Quoted text:

══════════

Jokes, pictures and stuff emailed to us. PICTURES CAN BE ENLARGED BY CLICKING ON THEM............ NO ANNONYMUS COMMENTS ALLOWED!

Thursday, March 06, 2008

The good old days...

An old friend sent this to me:
"Hey Dad," My Son asked the other day, "what was your favorite fast food when you were growing up?" "We didn't have fast food when I was growing up."
"C'mon, seriously. Where did you eat?" "We ate at home," I explained.
"Your Grandma cooked every day and when your Grandpa got home from work, we all sat down together at the table, and if I didn't like what she put on my plate I had to sit there until I did like it."
By this time, my Son was laughing so hard I was afraid he was going to suffer some serious internal damage, so I didn't tell him the part about how I had to get my Father's permission to leave the table.
Here are some other things I would have told him about my childhood if I had figured his system could handle it. My parents never: wore Levi's, set foot on a golf course, traveled out of the country, flew in a plane or had a credit card.
In their later years they had something called a "revolving charge card" but they never actually used it. It was only good at Sears-Roebuck. Or maybe it was Sears and Roebuck. Either way, there is no Roebuck anymore.
We actually did walk to school. By the time you were in the 6th grade it was not cool to ride the bus unless you lived more than 4 or 5 miles from the school, even when it was raining or there was ice or snow on the ground.
Outdoor sports consisted of stickball, snowball fights, building forts, making snowmen and sliding down hills on a piece of cardboard. No skate boards, roller blades or trail bikes.
We didn't have a television in our house until I was 12. It was, of course, black and white, but you could buy a piece of special colored plastic to cover the screen. The top third was blue, like the sky, and the bottom third was green, like grass. The middle third was red. It was perfect for programs that had scenes of fire trucks riding across someone's lawn on a sunny day.
Pizzas were not delivered to your house back then, but the milk was. I looked forward to winter because the cream in the milk was on top of the bottle and it would freeze and push the cap off. Of course us kids would get up first to get the milk and eat the frozen cream before our mother could catch us.

══════════

Stored data:
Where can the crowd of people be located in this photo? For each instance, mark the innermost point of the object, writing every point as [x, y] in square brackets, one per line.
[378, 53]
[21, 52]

══════════

Requirements:
**A)** In the good old days text, starting with "Here are some" and going on through "or trail bikes.", write that part out again with "stickball" swapped for "kickball".
**B)** Pick up the good old days text after its last sentence and keep it going.
The lines above stand apart from the good old days text.

Results in order:
**A)**
Here are some other things I would have told him about my childhood if I had figured his system could handle it. My parents never: wore Levi's, set foot on a golf course, traveled out of the country, flew in a plane or had a credit card.
In their later years they had something called a "revolving charge card" but they never actually used it. It was only good at Sears-Roebuck. Or maybe it was Sears and Roebuck. Either way, there is no Roebuck anymore.
We actually did walk to school. By the time you were in the 6th grade it was not cool to ride the bus unless you lived more than 4 or 5 miles from the school, even when it was raining or there was ice or snow on the ground.
Outdoor sports consisted of kickball, snowball fights, building forts, making snowmen and sliding down hills on a piece of cardboard. No skate boards, roller blades or trail bikes.

**B)**
I never had a telephone in my room. Actually the only phone in the house was in the hallway and it was on a party line. Before you could make a call, you had to listen in to wmake sure someone else wasn't already using the line. If the line was not in use an Operator would come on and ask "number please" and you would give her the number you wanted to call.
There was no such thing as a computer or a hand held calculator. We were required to memorize the "times tables." Believe it or not, we were tested each week on our ability to perform mathematics with nothing but a pencil and paper. We took a spelling test every day.
You never saw the Lone Ranger, Roy Rogers or anyone else actually kill someone. The heroes back then would just shoot the gun out of the bad guy's hand. There was no blood and violence.
When you were sick, the Doctor actually came to your house. No, I am not making this up.
If we dared to "sass" our parents, or any other grown-up, we immediately found out what soap tasted like. For more serious infractions, we learned about something called a "this hurts me more than it hurts you." I never did quite understand that one?
I must be getting old because I find myself reflecting back more and more and thinking I liked it a lot better back then.
If you grew up in a generation before there was fast food, you may want to share some of these memories with your kids or grandchildren.